* Excerpt:
::::
January 7, 2010 at 11:45 a.m.

1 inch, 2 inches, 12 inches. Piece of cake. Reminds me of many winters buried under 12-20 feet of the white stuff. AND we were expected to dig out of the second story, scrape off the car and get to school or work, toute suite! We also walked, took the bus and rode trollies and trains. Tough bunch we were. My last winter in the Great White North? -55 with the wind chill factor. Men walked around with icicles hanging from their beards and mustaches. Now? Indoor sports are cancelled due to the "snow"?? Most schools are cancelled. Funny stuff.

Guess what was the first beverage the Lord taught humans to make in Genesis? The Torah also chronicles the making of wine. It was man who abused wine/beer and got drunk way too many times and did very bad things. The blessings at meals include thanking the Lord of the harvest for the wine (fruit of the vine) and the matzoh (bread of the earth). Jesus and His disciples ate the matzoh and drank the wine at the Last Pesach (Passover).

Both are absolutely medicinal (yes, the very good stuff is good for your stomach, your bloodstream and in Ireland/Scotland, a good stout is given to the sick and nursing mothers to strengthen them and provide extra iron and minerals). The best beer in the world (IMO) is from the ancient recipes still made in Belgium Abbies. They bottle it in ceramic bottles and seal the bottles with red wax. The stuff made in North America for the most part is colored water in comparison.

Everything in moderation and drive safely. Enjoy your snow-time <@

January 7, 2010 at 1:20 p.m.
rolando said...

The only way to see snow is about 3,000 feet up the mountain. This way you can drive to it, play in it until you freeze, then drive to the ocean to warm up.

Child's play. Did it many a time as a teen.

January 7, 2010 at 3:08 p.m.
moonpie said...

Canary, that's a clever emoticon. I've never seen that one before you.

January 7, 2010 at 4:44 p.m.

Thanks moonpie. That's because while there may be plenty of canaries out there, I am one of a kind. Seriously, I figured since I've been called every name in the book on these posts, including bird-brain, I might as well play with it. I happen to think birds, even canaries (esp. Tweety-bird) are pretty cool. As for "moonpie", you could come up with something delicious like a half moon with the Greek pi symbol. Everyone loves moonpies

January 7, 2010 at 6:44 p.m.
::::
* Dataset extract:

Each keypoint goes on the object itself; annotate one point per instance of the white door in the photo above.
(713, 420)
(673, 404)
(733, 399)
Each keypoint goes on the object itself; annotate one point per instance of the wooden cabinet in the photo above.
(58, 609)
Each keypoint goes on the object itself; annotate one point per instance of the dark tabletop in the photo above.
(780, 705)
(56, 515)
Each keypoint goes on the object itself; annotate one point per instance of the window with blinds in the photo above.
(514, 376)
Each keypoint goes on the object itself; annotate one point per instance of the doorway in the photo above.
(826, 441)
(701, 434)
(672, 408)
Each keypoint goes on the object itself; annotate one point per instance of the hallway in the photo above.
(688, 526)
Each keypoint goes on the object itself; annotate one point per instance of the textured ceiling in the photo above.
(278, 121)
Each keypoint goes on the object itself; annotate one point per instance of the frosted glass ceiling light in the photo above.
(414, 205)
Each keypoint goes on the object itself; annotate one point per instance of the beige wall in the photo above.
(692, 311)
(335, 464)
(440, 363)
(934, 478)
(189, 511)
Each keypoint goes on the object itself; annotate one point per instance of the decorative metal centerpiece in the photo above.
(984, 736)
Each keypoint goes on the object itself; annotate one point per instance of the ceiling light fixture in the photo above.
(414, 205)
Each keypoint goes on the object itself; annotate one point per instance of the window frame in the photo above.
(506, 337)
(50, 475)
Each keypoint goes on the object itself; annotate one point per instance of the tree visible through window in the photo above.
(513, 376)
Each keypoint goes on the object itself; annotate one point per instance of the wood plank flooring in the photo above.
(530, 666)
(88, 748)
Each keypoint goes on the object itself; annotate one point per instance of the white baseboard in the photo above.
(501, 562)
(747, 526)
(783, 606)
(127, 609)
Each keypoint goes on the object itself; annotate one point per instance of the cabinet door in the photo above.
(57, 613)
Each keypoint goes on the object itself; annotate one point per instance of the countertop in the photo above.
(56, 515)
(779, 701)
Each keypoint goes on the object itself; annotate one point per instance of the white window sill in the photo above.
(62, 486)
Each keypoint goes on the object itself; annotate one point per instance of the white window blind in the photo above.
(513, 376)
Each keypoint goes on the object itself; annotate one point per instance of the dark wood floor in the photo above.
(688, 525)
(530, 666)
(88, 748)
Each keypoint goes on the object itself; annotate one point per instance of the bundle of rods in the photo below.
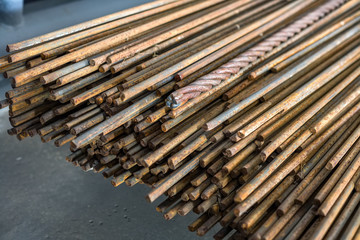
(246, 112)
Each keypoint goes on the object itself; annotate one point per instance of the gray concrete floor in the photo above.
(44, 197)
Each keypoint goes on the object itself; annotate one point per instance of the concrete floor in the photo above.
(43, 196)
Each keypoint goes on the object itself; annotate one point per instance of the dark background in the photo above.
(44, 197)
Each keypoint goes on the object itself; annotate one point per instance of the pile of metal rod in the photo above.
(244, 112)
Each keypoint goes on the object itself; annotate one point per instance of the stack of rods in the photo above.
(244, 112)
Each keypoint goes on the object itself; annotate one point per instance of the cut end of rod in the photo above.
(149, 198)
(9, 48)
(263, 156)
(252, 76)
(241, 133)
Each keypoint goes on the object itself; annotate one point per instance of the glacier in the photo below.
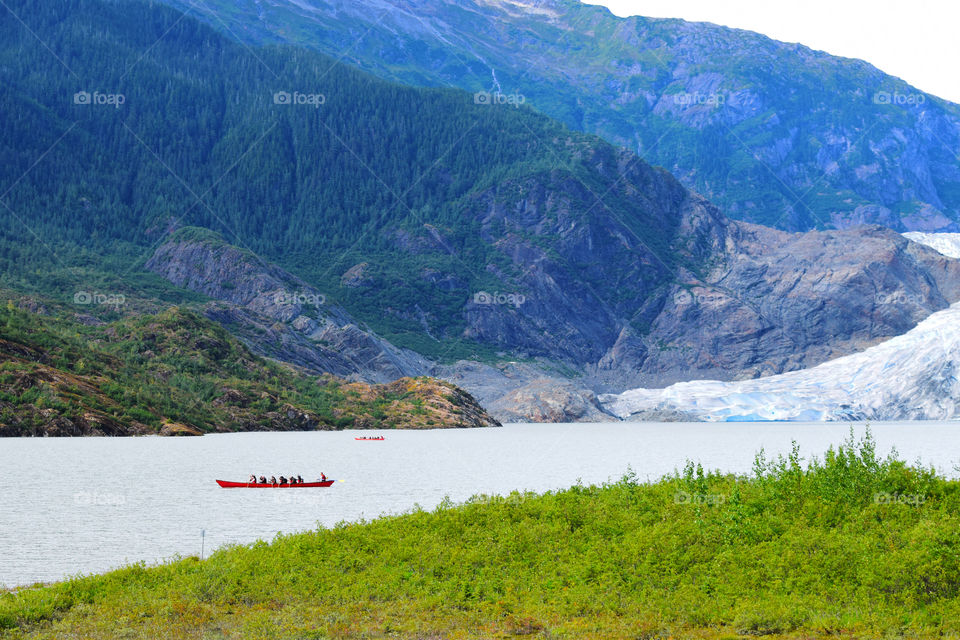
::::
* What you will do:
Output the part of the comment thread between "Child's play. Did" and "at 4:44 p.m.", inclusive, word for word. The records have no connection to the comment thread.

* Output of the task:
Child's play. Did it many a time as a teen.

January 7, 2010 at 3:08 p.m.
moonpie said...

Canary, that's a clever emoticon. I've never seen that one before you.

January 7, 2010 at 4:44 p.m.